Collected data:
▼
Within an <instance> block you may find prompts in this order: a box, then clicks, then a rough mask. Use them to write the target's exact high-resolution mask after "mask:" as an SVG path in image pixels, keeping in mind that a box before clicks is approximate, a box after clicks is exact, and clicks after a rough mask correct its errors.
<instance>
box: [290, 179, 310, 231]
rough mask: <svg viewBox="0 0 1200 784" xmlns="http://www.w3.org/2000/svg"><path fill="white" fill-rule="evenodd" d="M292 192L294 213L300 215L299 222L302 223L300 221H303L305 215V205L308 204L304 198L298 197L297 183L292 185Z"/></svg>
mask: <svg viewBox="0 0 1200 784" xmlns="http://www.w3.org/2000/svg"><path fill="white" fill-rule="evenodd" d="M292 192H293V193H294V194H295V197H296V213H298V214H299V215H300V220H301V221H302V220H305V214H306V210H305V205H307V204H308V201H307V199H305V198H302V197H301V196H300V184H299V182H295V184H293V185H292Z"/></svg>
▲
**WORK TO COMPLETE:** The records above should be given again in full, exactly as written.

**RESULT FOR THIS EXERCISE:**
Within an <instance> block you may find prompts in this order: a box, then clicks, then a rough mask. Use them to write the target's exact high-resolution mask after "mask:" as an SVG path in image pixels, keeping in mind that a box before clicks is approximate, a box after clicks is exact, and clicks after a rough mask correct its errors.
<instance>
box: [290, 179, 310, 231]
rough mask: <svg viewBox="0 0 1200 784" xmlns="http://www.w3.org/2000/svg"><path fill="white" fill-rule="evenodd" d="M292 192L294 213L300 215L299 222L302 223L300 221H303L305 215V205L308 204L304 198L298 197L297 183L292 185Z"/></svg>
mask: <svg viewBox="0 0 1200 784" xmlns="http://www.w3.org/2000/svg"><path fill="white" fill-rule="evenodd" d="M292 192H293V193H294V194H295V197H296V213H298V214H299V215H300V220H301V221H302V220H305V214H306V210H305V205H307V204H308V201H307V199H305V198H302V197H301V196H300V184H299V182H295V184H293V185H292Z"/></svg>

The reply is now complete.